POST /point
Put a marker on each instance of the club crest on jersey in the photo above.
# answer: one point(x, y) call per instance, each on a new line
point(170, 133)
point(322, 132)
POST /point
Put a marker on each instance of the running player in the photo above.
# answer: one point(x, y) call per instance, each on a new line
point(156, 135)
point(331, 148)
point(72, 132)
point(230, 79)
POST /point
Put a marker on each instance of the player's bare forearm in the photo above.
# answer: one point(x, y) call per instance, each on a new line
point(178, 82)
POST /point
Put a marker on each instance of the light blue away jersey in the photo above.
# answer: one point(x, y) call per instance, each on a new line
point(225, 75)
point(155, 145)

**Task details:**
Please copy every entry above word for word, keeping each line as it is.

**Result below:**
POST /point
Put a marker on each instance of the club crest on jersey in the photo above.
# answer: one point(x, y) call per instance, each on a new line
point(170, 133)
point(322, 132)
POST /point
Put a marker on each instance of the running player in the photo above.
# answer: one point(x, y) call per instance, each on a new line
point(156, 135)
point(331, 148)
point(72, 132)
point(230, 79)
POST /point
Put a marker on each instance of the player's bare forearm in the photo above.
# answer: one point(x, y) call per instance, each on a new line
point(178, 82)
POST /point
Put a marker on each instance of the light blue away jersey in the photo above.
# answer: one point(x, y) call per instance, each on a new line
point(225, 75)
point(155, 145)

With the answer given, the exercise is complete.